WORK INSTRUCTION: All of the data should be copied exactly, with the pictures left out.

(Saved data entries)

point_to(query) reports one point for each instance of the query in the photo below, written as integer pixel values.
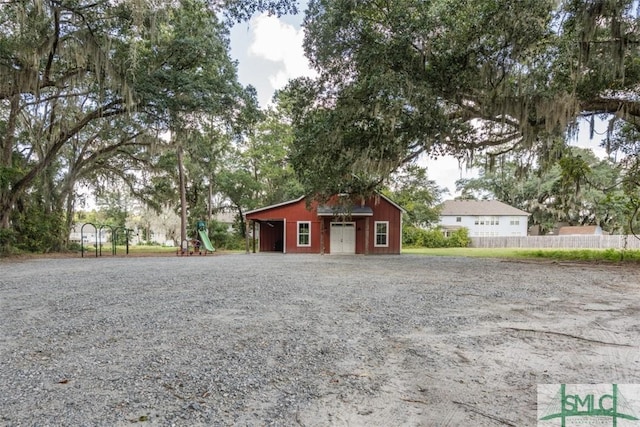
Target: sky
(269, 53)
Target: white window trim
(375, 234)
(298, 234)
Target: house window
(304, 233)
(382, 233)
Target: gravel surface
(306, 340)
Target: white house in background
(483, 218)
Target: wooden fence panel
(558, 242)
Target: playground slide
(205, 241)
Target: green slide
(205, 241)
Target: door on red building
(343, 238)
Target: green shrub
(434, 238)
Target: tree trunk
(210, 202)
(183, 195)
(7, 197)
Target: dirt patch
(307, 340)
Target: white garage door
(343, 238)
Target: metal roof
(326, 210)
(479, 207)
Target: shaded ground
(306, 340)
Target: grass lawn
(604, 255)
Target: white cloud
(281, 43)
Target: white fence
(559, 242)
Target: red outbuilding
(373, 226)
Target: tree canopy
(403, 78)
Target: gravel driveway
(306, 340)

YOUR SOLUTION:
point_to(query) reports one point for each instance of the query in the photo below, written as integer pixel values.
Target: sky
(269, 53)
Target: white window trim
(375, 234)
(298, 234)
Target: house window
(304, 233)
(382, 233)
Target: gravel surface
(306, 340)
Target: white house in background
(483, 218)
Target: wooden fence panel
(558, 242)
Target: playground slide
(205, 241)
Target: green slide
(205, 241)
Target: door on red building
(343, 238)
Target: green shrub
(434, 238)
Target: tree trunk
(210, 202)
(183, 195)
(7, 197)
Target: dirt patch
(307, 340)
Target: white garage door
(343, 238)
Target: metal roof
(326, 210)
(479, 207)
Target: shaded ground
(306, 340)
Target: grass lawn
(604, 255)
Target: white cloud
(281, 43)
Target: white fence
(559, 242)
Target: red outbuilding
(373, 226)
Target: tree canopy
(403, 78)
Target: gravel driveway
(306, 340)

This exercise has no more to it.